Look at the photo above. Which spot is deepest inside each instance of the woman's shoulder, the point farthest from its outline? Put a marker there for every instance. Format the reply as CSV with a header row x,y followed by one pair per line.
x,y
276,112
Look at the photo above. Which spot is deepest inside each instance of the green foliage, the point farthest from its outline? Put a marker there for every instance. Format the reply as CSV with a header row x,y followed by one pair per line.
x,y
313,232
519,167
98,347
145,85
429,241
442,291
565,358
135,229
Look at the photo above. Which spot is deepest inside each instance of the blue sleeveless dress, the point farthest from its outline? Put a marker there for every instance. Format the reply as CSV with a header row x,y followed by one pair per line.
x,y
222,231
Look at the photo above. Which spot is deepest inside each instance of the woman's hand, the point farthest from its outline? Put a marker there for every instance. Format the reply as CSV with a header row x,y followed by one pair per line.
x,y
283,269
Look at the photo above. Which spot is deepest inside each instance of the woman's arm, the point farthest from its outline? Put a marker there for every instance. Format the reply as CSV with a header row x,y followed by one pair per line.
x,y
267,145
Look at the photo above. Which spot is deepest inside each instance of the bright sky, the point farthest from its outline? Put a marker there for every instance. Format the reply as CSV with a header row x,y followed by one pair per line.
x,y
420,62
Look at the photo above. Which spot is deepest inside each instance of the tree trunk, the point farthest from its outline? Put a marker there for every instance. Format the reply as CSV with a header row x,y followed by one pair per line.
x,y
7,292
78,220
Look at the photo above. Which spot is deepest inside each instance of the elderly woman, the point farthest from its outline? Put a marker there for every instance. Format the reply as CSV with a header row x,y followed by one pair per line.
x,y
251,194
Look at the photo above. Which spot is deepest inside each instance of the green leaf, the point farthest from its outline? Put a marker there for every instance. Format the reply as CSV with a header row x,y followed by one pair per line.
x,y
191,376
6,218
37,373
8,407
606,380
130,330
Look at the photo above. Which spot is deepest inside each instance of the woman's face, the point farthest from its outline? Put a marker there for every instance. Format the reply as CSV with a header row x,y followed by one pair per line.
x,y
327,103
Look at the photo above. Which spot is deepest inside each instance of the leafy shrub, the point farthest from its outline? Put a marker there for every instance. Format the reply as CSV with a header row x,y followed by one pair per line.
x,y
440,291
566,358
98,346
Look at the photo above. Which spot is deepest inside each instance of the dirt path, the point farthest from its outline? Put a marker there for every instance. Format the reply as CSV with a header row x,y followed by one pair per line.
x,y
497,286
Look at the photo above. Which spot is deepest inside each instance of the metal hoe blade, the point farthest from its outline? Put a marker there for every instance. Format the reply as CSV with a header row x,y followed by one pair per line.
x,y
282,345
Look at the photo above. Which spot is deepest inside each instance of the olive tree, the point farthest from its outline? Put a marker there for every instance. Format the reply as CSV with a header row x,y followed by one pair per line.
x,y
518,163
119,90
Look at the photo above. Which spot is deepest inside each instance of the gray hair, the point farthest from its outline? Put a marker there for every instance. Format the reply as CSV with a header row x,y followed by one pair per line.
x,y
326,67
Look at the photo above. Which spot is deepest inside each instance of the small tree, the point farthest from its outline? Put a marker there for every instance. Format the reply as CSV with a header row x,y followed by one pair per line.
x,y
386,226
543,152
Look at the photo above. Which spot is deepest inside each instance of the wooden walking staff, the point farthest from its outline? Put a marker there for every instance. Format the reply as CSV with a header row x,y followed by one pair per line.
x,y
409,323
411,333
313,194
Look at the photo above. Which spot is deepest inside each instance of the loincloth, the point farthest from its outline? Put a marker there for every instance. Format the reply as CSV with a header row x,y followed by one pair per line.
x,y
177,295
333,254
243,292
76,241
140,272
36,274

■ What you have to do: Could you reproduce the records from the line with "the loincloth, the" through the end of the records, replacing "marker" with "dot" and leaving everything else unchanged?

■ Finished exercise:
Look at the photo above. Which spot is deepest inside each instance of the loincloth, the point farthest from its outline? Put a dot there for every instance. Format the reply as CSV with a header row x,y followed by one pair per line.
x,y
177,295
333,254
243,292
76,241
140,272
36,274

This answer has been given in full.